Photo-based point labeling data:
_ _ _ _ _ _ _
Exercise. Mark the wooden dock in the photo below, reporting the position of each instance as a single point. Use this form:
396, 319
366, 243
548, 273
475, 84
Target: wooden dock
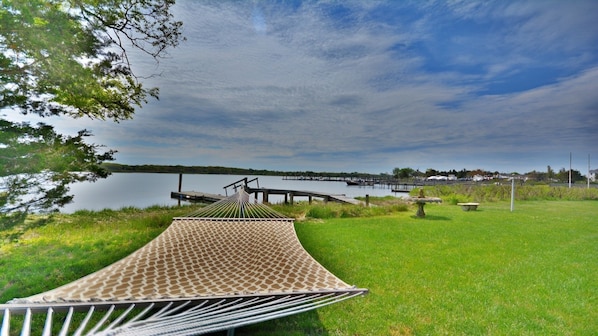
196, 196
289, 195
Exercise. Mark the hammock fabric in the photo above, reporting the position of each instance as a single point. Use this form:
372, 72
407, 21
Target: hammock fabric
229, 264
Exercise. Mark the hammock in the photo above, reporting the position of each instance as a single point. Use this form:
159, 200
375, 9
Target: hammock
233, 263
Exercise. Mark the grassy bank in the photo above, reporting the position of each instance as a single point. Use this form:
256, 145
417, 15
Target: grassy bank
532, 271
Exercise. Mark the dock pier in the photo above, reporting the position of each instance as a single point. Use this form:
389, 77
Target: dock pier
289, 195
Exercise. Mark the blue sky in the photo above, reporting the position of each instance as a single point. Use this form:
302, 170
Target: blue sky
369, 86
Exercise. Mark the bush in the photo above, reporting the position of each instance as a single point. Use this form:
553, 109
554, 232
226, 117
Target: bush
458, 193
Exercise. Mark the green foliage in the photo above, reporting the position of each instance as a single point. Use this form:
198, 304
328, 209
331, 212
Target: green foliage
68, 58
456, 193
380, 206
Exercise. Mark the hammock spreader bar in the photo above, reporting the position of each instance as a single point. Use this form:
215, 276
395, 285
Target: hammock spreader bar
218, 224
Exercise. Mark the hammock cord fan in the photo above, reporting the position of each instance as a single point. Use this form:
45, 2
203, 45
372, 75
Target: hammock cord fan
230, 264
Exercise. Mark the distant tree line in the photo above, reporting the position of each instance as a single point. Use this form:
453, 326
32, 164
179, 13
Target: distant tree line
548, 176
397, 173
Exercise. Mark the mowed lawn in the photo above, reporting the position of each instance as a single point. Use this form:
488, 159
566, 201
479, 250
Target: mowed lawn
533, 271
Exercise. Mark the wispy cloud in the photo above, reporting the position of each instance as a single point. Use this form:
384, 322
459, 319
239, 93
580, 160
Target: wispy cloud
370, 86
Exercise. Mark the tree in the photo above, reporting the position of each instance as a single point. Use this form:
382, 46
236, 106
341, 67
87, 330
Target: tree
69, 58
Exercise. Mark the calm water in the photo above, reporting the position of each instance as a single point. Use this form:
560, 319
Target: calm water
142, 189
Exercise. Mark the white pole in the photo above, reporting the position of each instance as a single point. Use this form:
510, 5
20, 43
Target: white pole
512, 193
570, 156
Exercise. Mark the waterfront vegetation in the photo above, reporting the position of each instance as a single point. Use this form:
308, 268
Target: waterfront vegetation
532, 271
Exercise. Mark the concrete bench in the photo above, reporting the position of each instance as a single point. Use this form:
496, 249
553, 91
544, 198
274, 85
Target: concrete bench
469, 206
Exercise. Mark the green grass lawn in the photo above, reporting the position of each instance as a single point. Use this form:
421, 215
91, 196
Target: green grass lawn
490, 272
533, 271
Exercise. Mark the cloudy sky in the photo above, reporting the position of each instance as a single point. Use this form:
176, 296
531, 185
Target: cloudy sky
371, 85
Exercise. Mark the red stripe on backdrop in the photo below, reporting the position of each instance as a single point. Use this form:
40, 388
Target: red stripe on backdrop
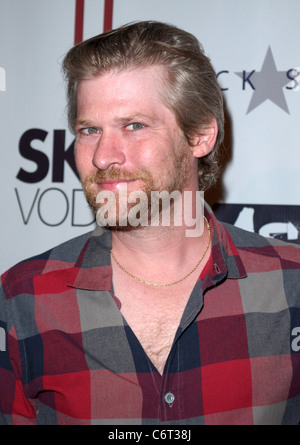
79, 12
108, 13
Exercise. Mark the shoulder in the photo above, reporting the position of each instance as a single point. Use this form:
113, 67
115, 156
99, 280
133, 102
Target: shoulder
253, 244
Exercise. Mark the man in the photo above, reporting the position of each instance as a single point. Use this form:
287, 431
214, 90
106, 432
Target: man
143, 322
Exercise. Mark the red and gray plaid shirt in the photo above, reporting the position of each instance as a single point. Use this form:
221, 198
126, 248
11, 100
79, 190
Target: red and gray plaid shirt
70, 357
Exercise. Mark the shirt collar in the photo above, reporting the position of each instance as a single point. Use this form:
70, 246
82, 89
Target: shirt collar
226, 260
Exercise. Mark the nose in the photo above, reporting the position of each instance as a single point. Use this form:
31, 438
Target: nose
109, 152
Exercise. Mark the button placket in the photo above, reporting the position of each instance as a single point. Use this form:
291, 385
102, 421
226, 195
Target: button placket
169, 398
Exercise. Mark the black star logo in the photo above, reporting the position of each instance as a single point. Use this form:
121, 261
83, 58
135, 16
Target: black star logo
268, 84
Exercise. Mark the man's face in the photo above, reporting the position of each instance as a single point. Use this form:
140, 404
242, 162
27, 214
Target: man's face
125, 135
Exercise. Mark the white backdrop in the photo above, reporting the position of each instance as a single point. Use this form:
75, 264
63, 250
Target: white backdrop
254, 47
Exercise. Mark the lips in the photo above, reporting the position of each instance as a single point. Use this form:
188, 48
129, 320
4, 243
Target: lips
114, 184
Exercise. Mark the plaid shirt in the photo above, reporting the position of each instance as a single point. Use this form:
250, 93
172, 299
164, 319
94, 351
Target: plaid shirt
71, 358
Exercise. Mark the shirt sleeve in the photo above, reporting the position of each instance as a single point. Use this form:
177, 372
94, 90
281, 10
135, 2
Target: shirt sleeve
_ _ _ _ _ _ _
▶ [STATED GOAL]:
Using the material above, set down every line exactly, but skip the pictures.

▶ [SOLUTION]:
Exercise. Mark the wooden dock in the photo below, reporting the position of each instance as a single point. Use this form:
396, 319
366, 243
548, 273
475, 84
Target: wooden dock
196, 196
289, 195
Exercise. Mark the hammock fabric in the photo above, reporting the position of each instance as a single point. Use this form:
372, 72
407, 21
Target: hammock fabric
229, 264
Exercise. Mark the hammock in the photo above, reporting the position of each instance as a single point. Use this form:
159, 200
375, 9
Target: hammock
233, 263
Exercise. Mark the grassy bank in the photo above, reporting the position of each instance as a single point. Use this form:
256, 145
417, 15
Target: grassy bank
532, 271
Exercise. Mark the dock pier in the photo above, reporting the position of each instance as a single point. Use this form:
389, 77
Target: dock pier
289, 195
Exercise. Mark the blue sky in the photo above, reporting the position of each instance as a single point. Use this form:
302, 170
Target: blue sky
369, 86
Exercise. Mark the bush in the photo above, reporting the position of each instance as a single point. Use this form:
553, 109
554, 232
226, 117
Target: bush
458, 193
Exercise. Mark the green foliage in the photo above, reporting the position of each instance as a single point. Use this form:
198, 304
328, 209
331, 212
Target: green foliage
68, 58
456, 193
380, 206
Exercise. Mark the hammock spreader bar in the photo above, reporting the position of each instance as a single point. Use this form:
215, 276
395, 285
Target: hammock spreader bar
218, 224
Exercise. Mark the hammock cord fan in the photo above, reporting the position of each instance as a single point. Use this form:
45, 2
203, 45
372, 75
Target: hammock cord fan
230, 264
Exercise. Mark the distant tree line in the photo above, reporting the position of each instance as a single point. Use this form:
453, 326
32, 164
179, 13
Target: distant tree line
548, 176
397, 173
Exercise. Mark the mowed lawn in the photo above, reporting the position of each instance as a single point. Use this form:
488, 159
566, 201
479, 250
Target: mowed lawn
533, 271
Exercise. Mark the wispy cloud in the photo above, reporting the position of each instance as a single point. Use this form:
384, 322
459, 319
239, 93
580, 160
Target: wispy cloud
370, 86
Exercise. Mark the tree in the photo above, reporting the position of each instance as a single point. Use this form:
382, 46
236, 106
341, 67
87, 330
Target: tree
69, 58
Exercise. Mark the calm water in the photo above, reporting the position of each instance as a single point. Use this form:
560, 319
Target: calm water
142, 189
Exercise. Mark the white pole in the photo above, reporting the position of each instance as a single point. Use this form:
510, 5
20, 43
Target: white pole
512, 193
570, 156
Exercise. Mark the waterfront vegetation in the photo above, reporting the position of each instance as a single point. Use this form:
308, 268
Target: waterfront vegetation
532, 271
Exercise. Mark the concrete bench in the photo above, reporting the position of each instance as a single point. Use this form:
496, 249
553, 91
544, 198
274, 85
Target: concrete bench
469, 206
Exercise. Mark the green grass lawn in the photo above, reporting the position of each instance as a single point. Use this form:
421, 215
91, 196
Target: green grass lawn
490, 272
533, 271
Exercise. Mark the cloudy sky in the photo above, reporting the position of each instance as a single point. Use this form:
176, 296
531, 185
Target: cloudy sky
371, 85
Exercise. Mark the red stripe on backdrop in the photo below, reporting the position of each instance as a single point. Use this form:
40, 388
Target: red stripe on backdrop
79, 12
108, 13
Exercise. Mark the shoulder in the photo above, reporting the position of each instance as a single point. Use this form:
113, 67
115, 156
99, 280
133, 102
Target: shoulder
253, 244
Exercise. Mark the man in the photo above, reporting the position of each instance as a single point. Use this form:
287, 431
214, 90
106, 432
Target: man
143, 322
Exercise. Mark the red and gray plaid shirt in the photo above, reporting the position of each instance as a single point. Use this form:
221, 198
126, 248
11, 100
79, 190
Target: red and gray plaid shirt
70, 357
Exercise. Mark the shirt collar in the photo above, reporting the position of each instance as a single point. Use this form:
70, 246
82, 89
Target: shirt collar
226, 260
Exercise. Mark the nose in the photo above, reporting the position of each instance as a single point. Use this form:
31, 438
Target: nose
109, 152
Exercise. Mark the button placket in the photo above, reporting the position of each instance as a single point. Use this form:
291, 385
102, 421
226, 195
Target: button placket
169, 398
Exercise. Mark the black star logo in the photo above, reporting the position of each instance as a single point. Use this form:
121, 261
83, 58
135, 16
Target: black star logo
268, 84
Exercise. Mark the man's face in the photo above, reporting the position of each instance as a single point. Use this form:
140, 404
242, 162
27, 214
Target: man's face
125, 135
Exercise. Mark the white backdrop in the photo above, reporting the position of each instance as a single point. Use this form:
75, 264
63, 250
Target: white backdrop
254, 47
Exercise. Mark the lips in the photo above, reporting the position of each instance as a single point. Use this form:
188, 48
129, 320
4, 243
Target: lips
114, 184
Exercise. Mark the plaid shirt in the photo above, reporting the position of each instance as a single point. Use this form:
250, 93
172, 299
164, 319
94, 351
Target: plaid shirt
71, 358
Exercise. Mark the shirt sleeve in the photo above, reporting the position of each instance as a single point. Use this form:
177, 372
94, 90
281, 10
135, 2
Target: shirt sleeve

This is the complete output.